§ **Exercise tasks**
• A. According to the post on amplifier phase shift, what causes the unwanted phase shift inside an amplifier?
• B. Pick up the post on amplifier phase shift after its final line and continue it.

§ **Passage**
<<<<

I add some comments about the phase shift.
The phase shift show here
is the phase shift between the input and the output terminal of an amplifier without any feedback.
Next what you should do is to ask yourself a question what -180° really means?
It means that the voltage at the output is reversed (180° out of phase).
And now if we add a feedback network and feed back this signal to the inverting input we will receive a positive feedback amplifier ( the output voltage will start to rise).
This unwanted phase shift inside amplifier are caused by a parasitic component (capacitor or inductor). These two components provide inertia in the circuit because the electric field and magnetic field cannot change instantaneously, the time is needed. And this is why we have a phase shift in the amplifier.
And here you can see how "number" of "pole's" affect the phase shift
Here you can see how phase margin affects the step respond
As you can see the phase margin and "circuit speed" are inversely related.
EDIT
The simplest closed loop system will look like this
Where:
\$ A \$ is open-loop gain ( forward gain )
\$\beta \$ feedback factor ( feedback network gain )
In this case \$ \beta = \frac{V_C}{V_D} = \frac{R_Y}{R_X+R_Y}\$
Based on this we can write this equation because we want to find the closed loop gain
\$A_{CL} = \frac{V_{OUT}}{V_{IN}} = \frac{V_D}{V_A}\$
So we have
\$V_D = V_B \cdot A \$ (1)
\$V_B = V_A – V_C \$ (2)
\$V_C = V_D \cdot β \$ (3)
And now we can calculate the closed loop gain, substitute 1 to 2
\$ V_D = (V_A – V_C) \cdot A = V_A \textrm{A} - V_C \textrm{A}\$ (4)

>>>>

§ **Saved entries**
<<<<

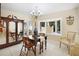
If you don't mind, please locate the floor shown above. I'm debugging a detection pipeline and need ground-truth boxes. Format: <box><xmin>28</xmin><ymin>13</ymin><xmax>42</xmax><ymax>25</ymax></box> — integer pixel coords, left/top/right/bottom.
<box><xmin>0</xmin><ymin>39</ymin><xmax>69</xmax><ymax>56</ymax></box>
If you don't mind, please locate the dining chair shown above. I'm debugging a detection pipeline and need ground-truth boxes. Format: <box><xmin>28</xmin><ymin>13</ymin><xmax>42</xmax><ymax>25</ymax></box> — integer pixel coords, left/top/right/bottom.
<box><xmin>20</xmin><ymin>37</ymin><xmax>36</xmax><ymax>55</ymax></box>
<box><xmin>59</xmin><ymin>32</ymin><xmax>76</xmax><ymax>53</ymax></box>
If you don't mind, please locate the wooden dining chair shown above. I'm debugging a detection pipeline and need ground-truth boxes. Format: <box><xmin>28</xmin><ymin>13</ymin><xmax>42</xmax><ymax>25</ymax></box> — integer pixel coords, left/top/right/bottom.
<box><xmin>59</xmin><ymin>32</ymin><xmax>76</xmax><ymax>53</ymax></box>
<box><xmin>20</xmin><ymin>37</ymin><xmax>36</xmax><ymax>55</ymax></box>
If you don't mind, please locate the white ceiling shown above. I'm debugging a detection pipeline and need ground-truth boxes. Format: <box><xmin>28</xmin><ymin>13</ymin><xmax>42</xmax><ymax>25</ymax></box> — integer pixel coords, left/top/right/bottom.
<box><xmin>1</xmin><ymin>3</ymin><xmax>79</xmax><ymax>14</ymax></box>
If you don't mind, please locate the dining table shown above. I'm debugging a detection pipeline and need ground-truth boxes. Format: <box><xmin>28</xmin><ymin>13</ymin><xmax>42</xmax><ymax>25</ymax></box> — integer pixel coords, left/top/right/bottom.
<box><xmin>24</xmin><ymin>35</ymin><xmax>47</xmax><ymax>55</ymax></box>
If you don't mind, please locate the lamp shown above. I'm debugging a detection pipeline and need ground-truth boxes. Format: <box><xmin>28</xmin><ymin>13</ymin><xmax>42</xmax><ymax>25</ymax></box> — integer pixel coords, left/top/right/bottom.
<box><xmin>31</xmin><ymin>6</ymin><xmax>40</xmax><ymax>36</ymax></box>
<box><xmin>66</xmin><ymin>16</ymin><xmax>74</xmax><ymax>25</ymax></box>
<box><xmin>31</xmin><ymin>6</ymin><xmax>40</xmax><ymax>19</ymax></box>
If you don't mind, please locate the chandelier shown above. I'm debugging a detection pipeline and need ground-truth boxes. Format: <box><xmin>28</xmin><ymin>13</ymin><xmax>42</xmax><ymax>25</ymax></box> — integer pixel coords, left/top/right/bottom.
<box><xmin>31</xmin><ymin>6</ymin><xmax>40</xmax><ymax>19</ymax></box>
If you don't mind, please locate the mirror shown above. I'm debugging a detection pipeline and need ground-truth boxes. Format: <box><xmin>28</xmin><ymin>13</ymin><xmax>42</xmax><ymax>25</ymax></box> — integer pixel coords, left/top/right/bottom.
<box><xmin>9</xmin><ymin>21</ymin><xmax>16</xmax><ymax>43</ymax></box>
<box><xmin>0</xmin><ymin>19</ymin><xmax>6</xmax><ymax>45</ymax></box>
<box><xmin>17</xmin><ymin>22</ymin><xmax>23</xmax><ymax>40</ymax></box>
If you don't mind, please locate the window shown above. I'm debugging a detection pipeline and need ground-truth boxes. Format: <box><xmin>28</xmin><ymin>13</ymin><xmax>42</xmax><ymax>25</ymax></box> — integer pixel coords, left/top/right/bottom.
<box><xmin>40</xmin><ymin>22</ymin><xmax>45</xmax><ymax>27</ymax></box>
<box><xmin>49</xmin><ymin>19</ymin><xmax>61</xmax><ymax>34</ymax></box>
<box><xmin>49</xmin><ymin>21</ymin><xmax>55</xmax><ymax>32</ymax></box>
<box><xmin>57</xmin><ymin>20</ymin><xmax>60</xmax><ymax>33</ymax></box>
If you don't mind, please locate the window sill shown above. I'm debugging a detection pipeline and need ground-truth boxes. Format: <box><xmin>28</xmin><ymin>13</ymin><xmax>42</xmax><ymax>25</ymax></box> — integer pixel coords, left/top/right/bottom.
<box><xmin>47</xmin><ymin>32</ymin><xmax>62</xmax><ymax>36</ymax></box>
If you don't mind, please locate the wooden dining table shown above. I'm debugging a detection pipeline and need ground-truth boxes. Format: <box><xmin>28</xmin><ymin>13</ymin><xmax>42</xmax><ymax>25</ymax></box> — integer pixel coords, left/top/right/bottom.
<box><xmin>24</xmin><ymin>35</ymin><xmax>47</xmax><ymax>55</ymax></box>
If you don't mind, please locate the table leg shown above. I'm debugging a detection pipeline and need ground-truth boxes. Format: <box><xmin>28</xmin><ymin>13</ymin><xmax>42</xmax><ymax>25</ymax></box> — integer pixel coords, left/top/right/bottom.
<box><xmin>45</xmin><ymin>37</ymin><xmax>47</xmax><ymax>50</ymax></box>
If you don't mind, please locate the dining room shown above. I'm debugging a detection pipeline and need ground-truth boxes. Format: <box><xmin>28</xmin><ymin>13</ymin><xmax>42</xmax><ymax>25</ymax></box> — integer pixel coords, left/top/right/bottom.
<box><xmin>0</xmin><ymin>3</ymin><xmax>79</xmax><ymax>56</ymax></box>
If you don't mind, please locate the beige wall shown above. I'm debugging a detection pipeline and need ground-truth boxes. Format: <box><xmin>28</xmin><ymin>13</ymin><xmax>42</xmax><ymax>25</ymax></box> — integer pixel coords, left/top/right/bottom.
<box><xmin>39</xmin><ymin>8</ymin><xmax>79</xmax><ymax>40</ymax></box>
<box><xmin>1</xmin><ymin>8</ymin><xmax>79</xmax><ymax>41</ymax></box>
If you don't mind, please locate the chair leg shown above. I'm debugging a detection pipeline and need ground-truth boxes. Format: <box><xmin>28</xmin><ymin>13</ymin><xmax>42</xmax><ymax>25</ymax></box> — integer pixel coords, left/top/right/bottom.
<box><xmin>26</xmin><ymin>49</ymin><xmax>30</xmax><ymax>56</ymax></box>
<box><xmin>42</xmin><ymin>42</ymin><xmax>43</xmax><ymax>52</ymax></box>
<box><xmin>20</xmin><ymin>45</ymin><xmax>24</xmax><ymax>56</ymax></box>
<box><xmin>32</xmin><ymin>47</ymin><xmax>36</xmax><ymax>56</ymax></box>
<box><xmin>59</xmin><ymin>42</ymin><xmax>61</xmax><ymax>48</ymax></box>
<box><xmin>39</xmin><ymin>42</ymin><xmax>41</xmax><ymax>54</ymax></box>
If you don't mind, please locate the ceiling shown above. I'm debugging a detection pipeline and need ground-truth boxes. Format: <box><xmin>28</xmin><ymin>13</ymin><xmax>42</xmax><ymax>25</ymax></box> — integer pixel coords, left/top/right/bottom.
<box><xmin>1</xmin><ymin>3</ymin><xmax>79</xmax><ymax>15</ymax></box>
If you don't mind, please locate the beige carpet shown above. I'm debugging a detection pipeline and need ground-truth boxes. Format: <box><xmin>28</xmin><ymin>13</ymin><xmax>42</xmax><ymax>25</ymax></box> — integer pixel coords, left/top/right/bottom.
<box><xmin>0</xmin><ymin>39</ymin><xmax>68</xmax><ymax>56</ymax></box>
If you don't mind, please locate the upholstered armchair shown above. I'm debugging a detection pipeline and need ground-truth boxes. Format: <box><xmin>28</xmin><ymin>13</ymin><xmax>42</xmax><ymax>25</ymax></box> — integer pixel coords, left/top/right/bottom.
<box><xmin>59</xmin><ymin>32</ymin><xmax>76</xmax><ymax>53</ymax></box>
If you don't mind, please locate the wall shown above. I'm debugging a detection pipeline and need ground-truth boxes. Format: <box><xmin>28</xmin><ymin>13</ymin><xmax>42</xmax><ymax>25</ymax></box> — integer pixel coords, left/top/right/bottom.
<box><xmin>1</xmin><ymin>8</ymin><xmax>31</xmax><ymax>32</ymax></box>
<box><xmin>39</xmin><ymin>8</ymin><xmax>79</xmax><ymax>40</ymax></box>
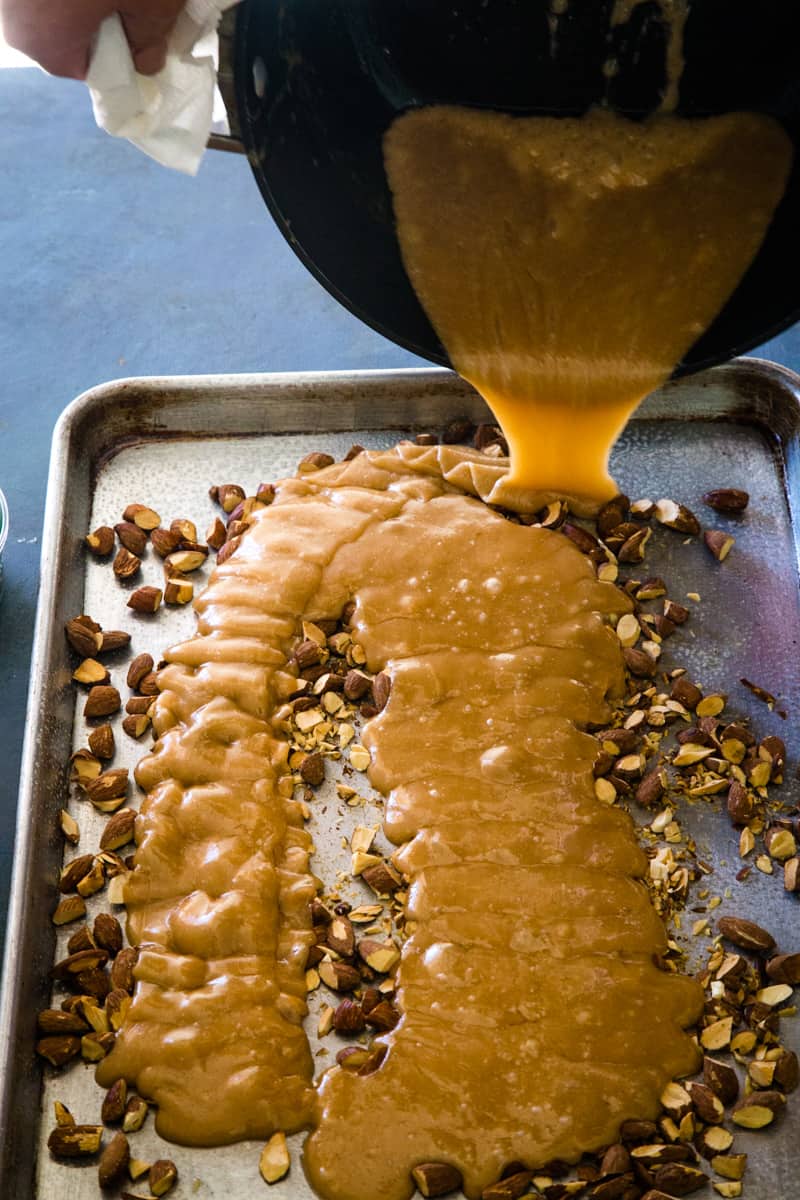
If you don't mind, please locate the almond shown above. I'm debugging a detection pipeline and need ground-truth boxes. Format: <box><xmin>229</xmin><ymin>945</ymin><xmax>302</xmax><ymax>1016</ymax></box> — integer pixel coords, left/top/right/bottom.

>>>>

§ **Answers below**
• A. Parasitic components, namely capacitors or inductors.

• B.
Now we take 3 (VC = VD*β) and substitute to 4
\$V_D =V_A \textrm{A} - V_C \textrm{A}= V_A\textrm{A} - V_D β \:\textrm{A} \$
\$ V_D + V_D \cdot β \cdot A = A \cdot V_A \$
\$ V_D (1 + Aβ) = A\cdot V_A\$
And finally
$$A_{CL} = \frac{V_{OUT}}{V_{IN}} = \frac{V_D}{V_A} = \frac{A}{1 + Aβ}$$
This is a very important equation. If we divide this by A we get:
$$ A_{CL} = \frac{1}{(1/A) + \beta} $$
We can see that the closed loop gain is equal to
\$\Large \frac{1}{\beta} = 1 +\frac{R_X}{R_Y}\$ do you recognizing this equation?
If the open loop gain \$A\$ is very large (ideally \$A = \infty \$) approaching infinity.
But let us back to this form
$$A_{CL} =\frac{A}{1 + Aβ}$$
This equation is true for negative feedback circuits.
And let us see what will happens if \$A\beta = 1\$ (at some frequency)
$$A_{CL} =\frac{A}{1 + Aβ} = \frac{1}{1 + 1} = 0.5$$
For negative feedback circuit.
But let us see what will happen if we add delay equal to 180 degrees phase shift at some frequency. The 180 degrees is just reversing the sign of a sinewave.
Hence, what was negative feedback became positive feedback.
Therefore \$Aβ\$ became \$-1\$
And denominator of \$A/(1+Aβ)\$ changes from sum to difference.
So the closed loop gain is \$A_{CL} =\frac{A}{1 - Aβ}\$ (positive feedback).
And again if at some frequency we have \$A\beta = 1\$
The closed loop gain becoming
$$A_{CL} =\frac{A}{1 - Aβ} = \frac{1}{ 1 - 1 } = \frac{1}{0}$$
Wow, we just create an amplifier with infinite gain even though the open-loop gain A is not infinity. This means that we can have output with zero volts at the input.
In the real world, the amplifier (with negative feedback) will oscillate at the frequency where this two contrition are met.
The magnitude of a loop gain \$A\beta(j\omega) = 1\ \$ (0dB) and the additional phase shift reaches a value of -180deg.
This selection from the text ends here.